Supplied material:
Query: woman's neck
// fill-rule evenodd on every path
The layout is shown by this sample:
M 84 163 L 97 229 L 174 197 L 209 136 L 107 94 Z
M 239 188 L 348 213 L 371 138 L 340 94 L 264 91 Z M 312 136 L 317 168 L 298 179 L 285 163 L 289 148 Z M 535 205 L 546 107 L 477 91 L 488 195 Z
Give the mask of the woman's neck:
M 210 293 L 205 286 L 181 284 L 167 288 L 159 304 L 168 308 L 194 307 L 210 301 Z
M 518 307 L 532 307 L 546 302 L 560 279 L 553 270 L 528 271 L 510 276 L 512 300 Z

Problem to work on:
Copy out exactly the line holding "M 84 163 L 97" and each line after it through the end of the entries, and leave out everything else.

Solution to the problem:
M 84 163 L 97 229 L 174 197 L 209 136 L 107 94 Z
M 239 188 L 348 213 L 371 138 L 340 94 L 264 91 Z M 312 136 L 317 168 L 298 179 L 285 163 L 289 148 Z M 535 205 L 546 107 L 477 91 L 488 195 Z
Give the mask of the woman's neck:
M 210 293 L 205 286 L 181 284 L 167 288 L 159 304 L 168 308 L 194 307 L 210 301 Z
M 518 307 L 532 307 L 546 302 L 560 279 L 553 270 L 528 271 L 510 276 L 512 300 Z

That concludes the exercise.